Records from a point labeling set

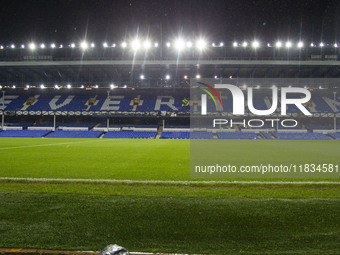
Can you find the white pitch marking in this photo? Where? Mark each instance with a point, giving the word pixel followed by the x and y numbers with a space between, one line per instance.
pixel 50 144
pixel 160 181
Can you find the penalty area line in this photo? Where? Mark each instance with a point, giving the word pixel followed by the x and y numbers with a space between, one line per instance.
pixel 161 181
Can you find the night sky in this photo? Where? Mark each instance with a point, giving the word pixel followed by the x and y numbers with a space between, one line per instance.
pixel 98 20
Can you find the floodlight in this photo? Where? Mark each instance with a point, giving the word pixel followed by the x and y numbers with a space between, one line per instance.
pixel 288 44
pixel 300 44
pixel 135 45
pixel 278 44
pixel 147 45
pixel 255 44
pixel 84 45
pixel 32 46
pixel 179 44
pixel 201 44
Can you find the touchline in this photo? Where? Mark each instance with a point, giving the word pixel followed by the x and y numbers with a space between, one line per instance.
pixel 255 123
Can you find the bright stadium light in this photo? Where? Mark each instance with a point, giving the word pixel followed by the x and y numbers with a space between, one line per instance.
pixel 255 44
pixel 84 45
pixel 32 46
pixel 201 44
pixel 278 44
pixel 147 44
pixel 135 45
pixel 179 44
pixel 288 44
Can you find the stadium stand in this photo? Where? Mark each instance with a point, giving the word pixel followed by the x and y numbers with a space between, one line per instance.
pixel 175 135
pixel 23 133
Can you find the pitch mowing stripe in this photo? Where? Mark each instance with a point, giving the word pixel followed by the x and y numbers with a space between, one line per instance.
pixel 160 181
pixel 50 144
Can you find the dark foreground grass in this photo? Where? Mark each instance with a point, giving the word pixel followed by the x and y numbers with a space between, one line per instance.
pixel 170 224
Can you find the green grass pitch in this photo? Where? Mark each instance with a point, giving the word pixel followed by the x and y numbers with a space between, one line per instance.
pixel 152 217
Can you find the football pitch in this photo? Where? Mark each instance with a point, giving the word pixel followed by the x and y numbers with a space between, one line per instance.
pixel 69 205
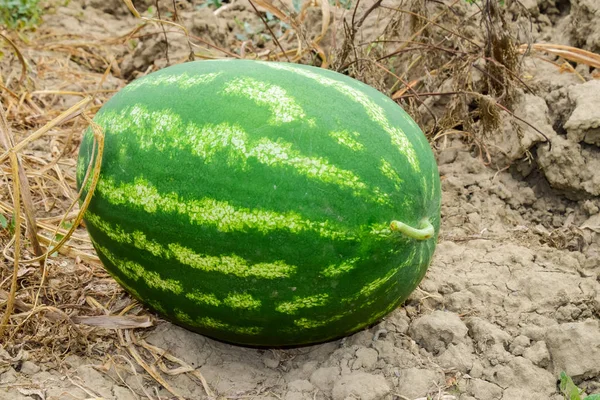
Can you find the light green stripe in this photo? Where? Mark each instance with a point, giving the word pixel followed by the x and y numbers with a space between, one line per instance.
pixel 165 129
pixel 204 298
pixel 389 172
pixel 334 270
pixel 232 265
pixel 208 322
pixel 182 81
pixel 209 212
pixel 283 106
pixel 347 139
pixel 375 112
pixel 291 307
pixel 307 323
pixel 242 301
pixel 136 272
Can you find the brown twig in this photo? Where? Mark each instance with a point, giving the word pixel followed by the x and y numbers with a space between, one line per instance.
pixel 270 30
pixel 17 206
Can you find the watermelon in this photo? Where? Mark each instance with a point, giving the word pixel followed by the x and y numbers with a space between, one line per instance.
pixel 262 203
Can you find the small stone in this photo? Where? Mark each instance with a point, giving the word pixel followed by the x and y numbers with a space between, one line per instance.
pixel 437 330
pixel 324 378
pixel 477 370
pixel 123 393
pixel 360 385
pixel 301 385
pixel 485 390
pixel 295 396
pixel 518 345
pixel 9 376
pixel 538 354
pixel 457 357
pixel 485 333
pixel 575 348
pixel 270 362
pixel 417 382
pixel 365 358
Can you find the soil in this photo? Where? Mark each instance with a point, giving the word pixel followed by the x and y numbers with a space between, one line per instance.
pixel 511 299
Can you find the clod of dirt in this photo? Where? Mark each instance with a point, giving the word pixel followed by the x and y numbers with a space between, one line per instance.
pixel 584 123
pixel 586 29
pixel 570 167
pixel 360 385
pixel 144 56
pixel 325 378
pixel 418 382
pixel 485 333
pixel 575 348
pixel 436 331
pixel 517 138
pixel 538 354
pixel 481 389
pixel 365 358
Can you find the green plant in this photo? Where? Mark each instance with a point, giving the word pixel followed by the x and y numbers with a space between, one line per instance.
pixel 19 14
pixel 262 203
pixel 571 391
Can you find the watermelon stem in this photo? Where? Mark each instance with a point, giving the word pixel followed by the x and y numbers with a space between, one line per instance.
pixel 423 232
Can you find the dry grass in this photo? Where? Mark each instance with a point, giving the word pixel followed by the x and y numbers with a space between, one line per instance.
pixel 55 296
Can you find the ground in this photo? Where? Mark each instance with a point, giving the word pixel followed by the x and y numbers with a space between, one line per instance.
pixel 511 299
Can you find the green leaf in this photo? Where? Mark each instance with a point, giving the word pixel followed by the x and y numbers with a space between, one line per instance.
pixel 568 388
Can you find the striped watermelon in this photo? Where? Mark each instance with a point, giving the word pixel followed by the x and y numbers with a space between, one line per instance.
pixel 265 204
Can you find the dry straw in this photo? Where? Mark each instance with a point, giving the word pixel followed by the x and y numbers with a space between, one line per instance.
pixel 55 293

▸ Written exercise: Please reproduce the records with every "one line per instance" swapped for "each instance on its own line", changing nothing else and leaving out the pictures.

▸ Answer for the task:
Can you find the white pitch marking in this photo? Where? Mark each instance with a point, giving the word pixel followed by the x and y numbers with a space between, each instance on its own line.
pixel 50 144
pixel 160 181
Can you find the penalty area line in this photo? Where? Mark each instance with a point, giving the word pixel followed by the x and y numbers with a space between, each instance on its own line.
pixel 161 181
Can you find the night sky in this photo? Where? Mark each instance with a point, giving the word pixel followed by the x and y numbers with a space between, each instance on its own line.
pixel 98 20
Can you find the floodlight in this photo? Where? Mark each instance with a point, giving the word pixel followed by the x and y numbers with a space between, each instance on its own line.
pixel 288 44
pixel 300 44
pixel 135 45
pixel 278 44
pixel 147 45
pixel 255 44
pixel 84 45
pixel 32 46
pixel 179 44
pixel 201 44
Can you find the touchline in this photo? Where? Mark each instance with a point, giving the word pixel followed by the x and y numbers with a space between, each instance on its own line.
pixel 255 123
Can you find the bright stadium light in this photo? Where? Mark each instance with a point, giving the word pixel followed by the x and y numbers with a space between, each instance on its own line.
pixel 255 44
pixel 84 45
pixel 32 46
pixel 201 44
pixel 278 44
pixel 147 44
pixel 135 45
pixel 179 44
pixel 288 44
Can you find the stadium stand in this photo? Where? Mark each instance with a point, giving the word pixel followed by the x and y numbers with a space between, each instance on its own line.
pixel 175 135
pixel 23 133
Can you find the pitch mowing stripe in this photo? Where? Mark each instance with a point, giving the word pixel followed by the x and y numbers with a space between, each instance on its own line.
pixel 160 181
pixel 50 144
Can you find the dark foreground grass in this photo? Where? Mark each instance with a point, giving the word pixel followed by the x and y numbers with a space between, each instance on its own line.
pixel 170 224
Can you find the green grass pitch in this photo? Where? Mark each instance with a point, giving the word pixel followed by the x and y numbers with a space between, each instance on its own line.
pixel 152 217
Can you find the football pitch in this photo? Where? Mark each instance with a point, giving the word pixel followed by the x and y numbers with a space between, each instance on its own line.
pixel 69 205
Can you find the light green stripe in this photo? Where? Mark each instance with a point, giving the word pixel followed by the x and y numbers with a space between, each instance on its own line.
pixel 165 129
pixel 204 298
pixel 389 172
pixel 334 270
pixel 232 265
pixel 208 322
pixel 182 81
pixel 209 212
pixel 283 106
pixel 347 139
pixel 375 112
pixel 291 307
pixel 307 323
pixel 242 301
pixel 136 272
Can you find the brown twig in this photo? Where? Mark each instance with a point, giving the word pixel followed by the x and y numbers with a space between, each instance on its own line.
pixel 270 30
pixel 17 206
Can you find the watermelon in this photo? Where? Mark each instance with a point, giving the word pixel followed by the x and y numbers with a space between, each instance on its own line.
pixel 262 203
Can you find the small stone in this photo? Where? Mark each instance with a point, giving the word pixel followed by the x and y numbers with a space between, each instance on its own line.
pixel 437 330
pixel 324 378
pixel 477 370
pixel 123 393
pixel 360 385
pixel 301 385
pixel 485 390
pixel 295 396
pixel 518 345
pixel 9 376
pixel 538 354
pixel 457 357
pixel 485 333
pixel 575 348
pixel 270 362
pixel 417 382
pixel 365 358
Can you find the soil in this photo? Where? Mark each instance with a point, giving the word pixel followed by the x and y numbers with a space between, each instance on its own line.
pixel 511 299
Can you find the clod of dirt in this photo? Where? Mark each instance with a point, giving the word pixel followed by the x and y numbers with a space between, each instance on its own line.
pixel 584 123
pixel 586 29
pixel 570 167
pixel 360 385
pixel 144 56
pixel 325 378
pixel 418 382
pixel 485 333
pixel 575 348
pixel 436 331
pixel 517 138
pixel 538 354
pixel 481 389
pixel 365 358
Can you find the green plant in this photo? Where? Mark each instance with a point, giving the word pixel followed by the x and y numbers with a space between, each instance on its own line.
pixel 19 14
pixel 262 203
pixel 571 391
Can you find the watermelon stem in this photo? Where? Mark each instance with a point, giving the word pixel followed by the x and y numbers with a space between, each instance on its own line.
pixel 423 232
Can you find the dry grass in this photo? Where? Mark each instance with a point, giving the word pixel followed by the x and y numbers with a space between, each instance on its own line.
pixel 55 296
Can you find the ground in this photo? Where? Mark each instance with a point, giving the word pixel followed by the x and y numbers with a space between, each instance on its own line.
pixel 511 299
Can you find the green leaf in this photo? Where? Mark each instance with a point, giving the word pixel followed by the x and y numbers with a space between, each instance on its own line.
pixel 568 388
Can you find the striped watermelon in this photo? Where? Mark each instance with a point, giving the word pixel followed by the x and y numbers with a space between, each instance on its own line.
pixel 265 204
Can you find the dry straw in this photo? Where? Mark each instance with a point, giving the word pixel followed by the x and y numbers with a space between, each instance on its own line.
pixel 55 293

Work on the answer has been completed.